> _Extracted entries_:
────────────────

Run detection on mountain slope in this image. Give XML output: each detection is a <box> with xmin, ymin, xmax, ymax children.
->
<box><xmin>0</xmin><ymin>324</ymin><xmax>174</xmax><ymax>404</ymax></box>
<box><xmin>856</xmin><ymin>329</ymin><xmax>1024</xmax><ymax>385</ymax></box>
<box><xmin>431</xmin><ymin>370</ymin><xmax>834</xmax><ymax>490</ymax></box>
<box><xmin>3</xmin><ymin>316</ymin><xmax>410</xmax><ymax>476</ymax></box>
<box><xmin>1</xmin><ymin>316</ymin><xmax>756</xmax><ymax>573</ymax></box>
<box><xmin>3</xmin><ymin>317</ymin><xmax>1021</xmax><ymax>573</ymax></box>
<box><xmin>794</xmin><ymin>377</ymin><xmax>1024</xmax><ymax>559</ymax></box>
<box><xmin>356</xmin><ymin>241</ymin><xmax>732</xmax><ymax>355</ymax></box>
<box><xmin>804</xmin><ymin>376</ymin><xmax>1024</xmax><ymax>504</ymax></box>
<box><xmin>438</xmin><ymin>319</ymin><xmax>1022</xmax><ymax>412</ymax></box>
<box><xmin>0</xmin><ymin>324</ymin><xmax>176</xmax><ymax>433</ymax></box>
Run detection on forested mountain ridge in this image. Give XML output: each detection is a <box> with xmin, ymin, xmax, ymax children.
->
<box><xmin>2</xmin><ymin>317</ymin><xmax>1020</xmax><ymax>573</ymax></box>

────────────────

> _Exercise description_: Where does the string "image" occur in the material? Copy every line where it does.

> _Exercise solution_:
Run detection on mountain slope in this image. Give XML output: each detection is a <box> with xmin, ymin, xmax, ymax children.
Run detection on forested mountain ridge in this image. Give XML output: each detection is a <box> with xmin, ymin, xmax, ymax children.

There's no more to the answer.